» **Written task**
Starting at the line that contains "Could you please indicate the pink", copy each line through the end of the listing below. Include both ends and output nothing more.

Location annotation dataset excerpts
········
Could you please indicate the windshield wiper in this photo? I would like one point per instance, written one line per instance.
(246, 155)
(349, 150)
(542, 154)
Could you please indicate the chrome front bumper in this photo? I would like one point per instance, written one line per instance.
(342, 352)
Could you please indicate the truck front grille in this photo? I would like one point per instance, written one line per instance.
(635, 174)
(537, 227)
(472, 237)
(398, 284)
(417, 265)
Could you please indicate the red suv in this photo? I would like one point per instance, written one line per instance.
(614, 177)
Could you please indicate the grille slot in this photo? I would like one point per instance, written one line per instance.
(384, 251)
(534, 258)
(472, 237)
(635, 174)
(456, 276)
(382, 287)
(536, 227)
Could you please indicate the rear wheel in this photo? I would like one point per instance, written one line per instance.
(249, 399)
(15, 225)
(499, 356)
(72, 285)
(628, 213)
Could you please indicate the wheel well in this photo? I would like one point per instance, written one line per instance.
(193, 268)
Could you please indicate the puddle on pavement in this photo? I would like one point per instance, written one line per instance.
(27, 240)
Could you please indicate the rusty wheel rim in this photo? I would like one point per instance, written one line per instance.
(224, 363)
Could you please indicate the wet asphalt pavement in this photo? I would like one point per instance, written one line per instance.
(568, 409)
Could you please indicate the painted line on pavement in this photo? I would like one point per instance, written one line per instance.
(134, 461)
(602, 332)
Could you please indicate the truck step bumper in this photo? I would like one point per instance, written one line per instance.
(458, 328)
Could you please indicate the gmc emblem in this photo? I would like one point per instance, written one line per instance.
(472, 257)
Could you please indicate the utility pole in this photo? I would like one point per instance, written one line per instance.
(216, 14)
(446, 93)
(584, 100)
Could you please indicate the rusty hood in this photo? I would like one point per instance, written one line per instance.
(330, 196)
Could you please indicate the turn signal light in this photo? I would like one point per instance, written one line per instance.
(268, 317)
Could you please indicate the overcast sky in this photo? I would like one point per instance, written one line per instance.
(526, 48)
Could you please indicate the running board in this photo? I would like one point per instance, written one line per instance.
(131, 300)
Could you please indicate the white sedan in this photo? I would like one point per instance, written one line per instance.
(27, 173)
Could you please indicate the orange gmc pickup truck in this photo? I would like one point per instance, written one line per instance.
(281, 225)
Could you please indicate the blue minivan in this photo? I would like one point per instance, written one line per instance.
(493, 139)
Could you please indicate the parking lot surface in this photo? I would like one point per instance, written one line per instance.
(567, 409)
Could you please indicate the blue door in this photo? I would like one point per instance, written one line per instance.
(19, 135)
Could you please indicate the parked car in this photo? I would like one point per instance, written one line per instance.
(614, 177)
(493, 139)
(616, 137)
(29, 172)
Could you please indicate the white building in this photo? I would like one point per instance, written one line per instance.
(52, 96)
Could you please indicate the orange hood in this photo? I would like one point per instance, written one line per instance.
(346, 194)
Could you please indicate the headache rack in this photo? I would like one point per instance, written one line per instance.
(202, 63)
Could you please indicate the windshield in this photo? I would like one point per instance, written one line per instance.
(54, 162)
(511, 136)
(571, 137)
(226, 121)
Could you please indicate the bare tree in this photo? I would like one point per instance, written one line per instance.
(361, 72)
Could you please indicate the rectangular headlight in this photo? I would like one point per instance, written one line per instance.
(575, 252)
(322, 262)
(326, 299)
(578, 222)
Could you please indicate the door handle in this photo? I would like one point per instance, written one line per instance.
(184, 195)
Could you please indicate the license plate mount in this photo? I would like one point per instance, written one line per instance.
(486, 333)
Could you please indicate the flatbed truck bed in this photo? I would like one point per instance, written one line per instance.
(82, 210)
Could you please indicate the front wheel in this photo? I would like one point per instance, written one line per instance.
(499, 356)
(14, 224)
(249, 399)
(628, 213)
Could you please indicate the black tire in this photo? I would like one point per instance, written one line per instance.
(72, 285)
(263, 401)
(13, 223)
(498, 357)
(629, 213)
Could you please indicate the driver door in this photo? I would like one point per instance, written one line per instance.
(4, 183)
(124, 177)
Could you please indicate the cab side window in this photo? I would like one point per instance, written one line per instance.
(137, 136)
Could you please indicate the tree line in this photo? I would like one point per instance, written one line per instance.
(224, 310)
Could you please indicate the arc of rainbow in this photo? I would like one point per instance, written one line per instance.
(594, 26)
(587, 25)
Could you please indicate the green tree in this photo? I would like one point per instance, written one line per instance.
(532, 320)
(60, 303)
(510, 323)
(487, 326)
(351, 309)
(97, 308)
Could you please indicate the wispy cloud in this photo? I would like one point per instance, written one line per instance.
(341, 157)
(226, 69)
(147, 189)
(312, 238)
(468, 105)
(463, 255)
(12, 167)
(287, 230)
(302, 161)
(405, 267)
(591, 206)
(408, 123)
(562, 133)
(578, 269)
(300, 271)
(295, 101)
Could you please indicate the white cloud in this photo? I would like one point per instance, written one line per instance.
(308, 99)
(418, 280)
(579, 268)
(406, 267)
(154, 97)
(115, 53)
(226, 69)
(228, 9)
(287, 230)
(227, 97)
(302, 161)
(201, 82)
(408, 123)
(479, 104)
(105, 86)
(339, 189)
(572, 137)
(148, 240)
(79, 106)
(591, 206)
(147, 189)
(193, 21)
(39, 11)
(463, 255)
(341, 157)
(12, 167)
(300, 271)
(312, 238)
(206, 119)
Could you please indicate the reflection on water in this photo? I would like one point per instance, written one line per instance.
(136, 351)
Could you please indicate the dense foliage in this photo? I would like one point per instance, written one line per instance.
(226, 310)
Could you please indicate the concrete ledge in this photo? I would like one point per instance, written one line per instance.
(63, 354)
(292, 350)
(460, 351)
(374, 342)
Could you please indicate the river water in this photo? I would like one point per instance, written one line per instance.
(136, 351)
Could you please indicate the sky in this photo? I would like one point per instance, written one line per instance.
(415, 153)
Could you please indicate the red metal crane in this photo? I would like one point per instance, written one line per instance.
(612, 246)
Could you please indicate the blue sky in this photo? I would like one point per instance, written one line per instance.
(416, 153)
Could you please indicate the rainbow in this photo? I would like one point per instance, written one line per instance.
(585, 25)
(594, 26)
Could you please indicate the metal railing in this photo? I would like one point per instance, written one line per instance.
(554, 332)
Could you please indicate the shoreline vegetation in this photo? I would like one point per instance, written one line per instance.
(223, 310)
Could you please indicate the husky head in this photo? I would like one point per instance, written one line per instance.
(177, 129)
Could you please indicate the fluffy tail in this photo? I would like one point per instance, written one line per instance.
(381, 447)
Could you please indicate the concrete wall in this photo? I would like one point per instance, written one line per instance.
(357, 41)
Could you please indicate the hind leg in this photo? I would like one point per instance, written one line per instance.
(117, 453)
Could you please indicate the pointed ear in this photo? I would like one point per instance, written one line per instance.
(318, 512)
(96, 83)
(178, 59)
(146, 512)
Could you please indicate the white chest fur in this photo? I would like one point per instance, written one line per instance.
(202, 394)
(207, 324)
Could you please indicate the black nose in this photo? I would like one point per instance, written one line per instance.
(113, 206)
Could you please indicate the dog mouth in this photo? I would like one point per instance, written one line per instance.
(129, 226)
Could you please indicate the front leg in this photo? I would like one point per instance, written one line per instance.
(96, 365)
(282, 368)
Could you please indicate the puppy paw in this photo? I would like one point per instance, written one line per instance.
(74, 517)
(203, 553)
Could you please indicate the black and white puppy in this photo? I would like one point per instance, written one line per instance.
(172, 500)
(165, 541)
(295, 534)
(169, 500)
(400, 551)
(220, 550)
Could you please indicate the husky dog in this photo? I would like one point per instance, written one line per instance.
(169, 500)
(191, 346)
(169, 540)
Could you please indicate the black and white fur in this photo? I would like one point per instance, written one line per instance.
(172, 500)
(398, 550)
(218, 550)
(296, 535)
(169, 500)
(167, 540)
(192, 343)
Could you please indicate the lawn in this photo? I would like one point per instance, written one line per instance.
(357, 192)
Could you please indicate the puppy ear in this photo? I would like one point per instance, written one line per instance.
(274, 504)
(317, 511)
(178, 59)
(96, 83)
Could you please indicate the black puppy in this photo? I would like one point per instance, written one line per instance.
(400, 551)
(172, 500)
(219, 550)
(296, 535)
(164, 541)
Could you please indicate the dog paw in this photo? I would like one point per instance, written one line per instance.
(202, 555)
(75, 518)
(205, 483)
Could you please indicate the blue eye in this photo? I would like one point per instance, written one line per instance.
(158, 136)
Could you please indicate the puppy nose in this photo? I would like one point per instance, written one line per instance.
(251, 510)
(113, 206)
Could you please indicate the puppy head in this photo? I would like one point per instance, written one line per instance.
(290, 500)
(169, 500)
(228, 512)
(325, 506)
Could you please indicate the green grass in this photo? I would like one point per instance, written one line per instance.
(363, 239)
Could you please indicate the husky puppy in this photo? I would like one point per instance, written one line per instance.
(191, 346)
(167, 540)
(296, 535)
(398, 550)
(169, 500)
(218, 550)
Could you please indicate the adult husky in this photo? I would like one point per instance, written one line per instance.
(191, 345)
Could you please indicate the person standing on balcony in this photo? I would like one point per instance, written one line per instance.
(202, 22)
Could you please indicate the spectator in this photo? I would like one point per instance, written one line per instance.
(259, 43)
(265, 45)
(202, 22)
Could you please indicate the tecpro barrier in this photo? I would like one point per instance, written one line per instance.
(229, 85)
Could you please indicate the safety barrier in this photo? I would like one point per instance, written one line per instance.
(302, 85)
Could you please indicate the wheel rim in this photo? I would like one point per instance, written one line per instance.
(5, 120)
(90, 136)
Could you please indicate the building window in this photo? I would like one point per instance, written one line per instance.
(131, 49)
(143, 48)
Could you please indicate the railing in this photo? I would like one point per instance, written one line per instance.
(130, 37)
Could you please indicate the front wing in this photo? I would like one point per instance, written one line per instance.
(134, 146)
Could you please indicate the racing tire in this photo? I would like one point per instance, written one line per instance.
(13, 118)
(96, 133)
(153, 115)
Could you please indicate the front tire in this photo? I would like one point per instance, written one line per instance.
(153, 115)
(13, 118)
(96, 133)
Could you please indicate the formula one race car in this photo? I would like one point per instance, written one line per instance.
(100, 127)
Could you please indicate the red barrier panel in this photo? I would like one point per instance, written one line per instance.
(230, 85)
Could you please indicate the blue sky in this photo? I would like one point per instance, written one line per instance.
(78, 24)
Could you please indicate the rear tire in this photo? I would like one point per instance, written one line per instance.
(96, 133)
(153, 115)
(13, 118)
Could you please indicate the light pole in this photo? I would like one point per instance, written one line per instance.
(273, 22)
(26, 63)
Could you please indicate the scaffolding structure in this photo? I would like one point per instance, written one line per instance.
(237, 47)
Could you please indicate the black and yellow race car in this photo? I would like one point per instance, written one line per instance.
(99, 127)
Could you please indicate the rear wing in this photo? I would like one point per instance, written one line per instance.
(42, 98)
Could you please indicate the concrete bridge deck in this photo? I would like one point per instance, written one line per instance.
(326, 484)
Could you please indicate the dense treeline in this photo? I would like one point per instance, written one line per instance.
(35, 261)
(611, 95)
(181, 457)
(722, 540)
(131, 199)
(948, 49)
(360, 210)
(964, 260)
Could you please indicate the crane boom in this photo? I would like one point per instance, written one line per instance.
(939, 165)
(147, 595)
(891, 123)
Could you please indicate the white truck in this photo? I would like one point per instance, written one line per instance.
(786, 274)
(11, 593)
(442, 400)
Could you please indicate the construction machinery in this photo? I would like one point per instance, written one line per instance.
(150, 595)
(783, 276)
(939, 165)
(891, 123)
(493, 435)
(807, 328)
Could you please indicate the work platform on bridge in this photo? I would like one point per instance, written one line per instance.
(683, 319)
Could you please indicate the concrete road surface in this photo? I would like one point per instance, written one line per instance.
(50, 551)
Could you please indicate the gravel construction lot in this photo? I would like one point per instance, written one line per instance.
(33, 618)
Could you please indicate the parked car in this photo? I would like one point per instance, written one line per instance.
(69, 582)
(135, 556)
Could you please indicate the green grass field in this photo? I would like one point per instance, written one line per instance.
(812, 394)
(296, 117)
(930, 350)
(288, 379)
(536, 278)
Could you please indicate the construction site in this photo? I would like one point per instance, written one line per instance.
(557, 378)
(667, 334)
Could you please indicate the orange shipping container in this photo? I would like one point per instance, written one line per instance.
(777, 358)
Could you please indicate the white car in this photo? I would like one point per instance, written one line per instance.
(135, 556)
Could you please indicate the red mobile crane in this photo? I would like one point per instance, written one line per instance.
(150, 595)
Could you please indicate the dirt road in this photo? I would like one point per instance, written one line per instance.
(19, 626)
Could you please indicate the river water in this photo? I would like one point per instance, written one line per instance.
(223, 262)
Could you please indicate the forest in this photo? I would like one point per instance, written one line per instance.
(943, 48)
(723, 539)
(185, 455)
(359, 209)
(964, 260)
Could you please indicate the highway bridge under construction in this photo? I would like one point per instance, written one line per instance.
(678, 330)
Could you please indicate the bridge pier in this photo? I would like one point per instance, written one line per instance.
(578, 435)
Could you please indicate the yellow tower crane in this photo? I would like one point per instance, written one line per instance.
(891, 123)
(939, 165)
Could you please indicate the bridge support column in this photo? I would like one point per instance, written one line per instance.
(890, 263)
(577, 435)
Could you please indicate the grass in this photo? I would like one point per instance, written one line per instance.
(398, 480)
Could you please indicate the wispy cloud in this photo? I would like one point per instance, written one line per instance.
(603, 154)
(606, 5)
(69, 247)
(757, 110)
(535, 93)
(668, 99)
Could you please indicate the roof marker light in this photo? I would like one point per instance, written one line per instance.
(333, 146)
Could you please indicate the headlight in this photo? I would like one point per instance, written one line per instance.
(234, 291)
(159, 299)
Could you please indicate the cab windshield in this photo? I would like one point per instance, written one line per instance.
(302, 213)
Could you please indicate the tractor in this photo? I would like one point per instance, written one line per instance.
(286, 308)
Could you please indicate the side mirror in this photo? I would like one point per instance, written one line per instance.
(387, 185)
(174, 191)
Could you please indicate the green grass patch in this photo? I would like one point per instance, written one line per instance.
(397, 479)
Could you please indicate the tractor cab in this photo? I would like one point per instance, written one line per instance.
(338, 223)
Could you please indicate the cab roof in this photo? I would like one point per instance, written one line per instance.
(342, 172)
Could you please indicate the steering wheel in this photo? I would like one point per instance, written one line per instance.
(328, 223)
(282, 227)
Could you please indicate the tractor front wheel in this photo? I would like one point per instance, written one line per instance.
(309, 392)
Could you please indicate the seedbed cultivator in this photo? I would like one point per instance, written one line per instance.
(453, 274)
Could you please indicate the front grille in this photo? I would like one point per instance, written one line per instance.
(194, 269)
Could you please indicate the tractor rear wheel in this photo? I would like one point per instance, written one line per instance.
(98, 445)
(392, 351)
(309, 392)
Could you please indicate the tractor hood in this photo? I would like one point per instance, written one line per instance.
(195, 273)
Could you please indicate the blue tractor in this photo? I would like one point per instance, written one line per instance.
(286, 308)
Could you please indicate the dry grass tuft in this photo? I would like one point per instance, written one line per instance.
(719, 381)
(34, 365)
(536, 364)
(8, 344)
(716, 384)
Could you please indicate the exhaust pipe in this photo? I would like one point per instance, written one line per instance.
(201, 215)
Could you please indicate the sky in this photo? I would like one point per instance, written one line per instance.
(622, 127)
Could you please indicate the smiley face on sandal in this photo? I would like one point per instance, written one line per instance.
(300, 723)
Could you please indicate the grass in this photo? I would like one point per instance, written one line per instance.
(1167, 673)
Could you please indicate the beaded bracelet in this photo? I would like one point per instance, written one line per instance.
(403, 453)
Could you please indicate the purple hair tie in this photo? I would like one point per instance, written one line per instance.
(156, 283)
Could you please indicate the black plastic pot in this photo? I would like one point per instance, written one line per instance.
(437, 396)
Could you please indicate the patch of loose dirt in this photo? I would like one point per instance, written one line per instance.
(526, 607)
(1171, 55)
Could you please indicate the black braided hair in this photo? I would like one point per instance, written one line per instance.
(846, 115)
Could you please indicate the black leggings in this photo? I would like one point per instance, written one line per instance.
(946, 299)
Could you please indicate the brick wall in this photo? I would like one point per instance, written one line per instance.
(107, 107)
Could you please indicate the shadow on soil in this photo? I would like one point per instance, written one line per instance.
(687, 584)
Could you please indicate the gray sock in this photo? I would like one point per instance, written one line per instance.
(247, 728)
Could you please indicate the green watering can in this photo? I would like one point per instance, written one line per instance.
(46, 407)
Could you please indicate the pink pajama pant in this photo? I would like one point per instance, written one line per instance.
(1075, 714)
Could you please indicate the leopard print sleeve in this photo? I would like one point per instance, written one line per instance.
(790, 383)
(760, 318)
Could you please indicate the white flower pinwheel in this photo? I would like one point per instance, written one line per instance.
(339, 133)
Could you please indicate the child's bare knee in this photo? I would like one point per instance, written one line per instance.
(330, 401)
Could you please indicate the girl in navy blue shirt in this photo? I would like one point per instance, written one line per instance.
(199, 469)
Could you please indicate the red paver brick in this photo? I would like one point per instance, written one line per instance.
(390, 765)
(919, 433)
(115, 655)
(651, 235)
········
» **Exercise response**
Could you please indicate the pink pajama pant in this photo? I would like one point per instance, written one line per instance.
(1075, 714)
Could you please indicate the leopard print sleeve in this photo? I would like one point per instance, written one line per instance.
(790, 383)
(760, 318)
Could you please indicate the white flower pinwheel in this photo? I would like one point per instance, written one line per instance.
(339, 133)
Could you please indicate the child's bare knee in this photo? I would like one point per instance, written one line per instance.
(330, 401)
Could you please indicate the girl in navy blue shirt in this photo? I would like one point per instance, written one line per instance.
(199, 469)
Could you please indicate the red paver brick in this photo? I would like one point per instance, written one line per instance.
(390, 765)
(919, 433)
(115, 655)
(651, 235)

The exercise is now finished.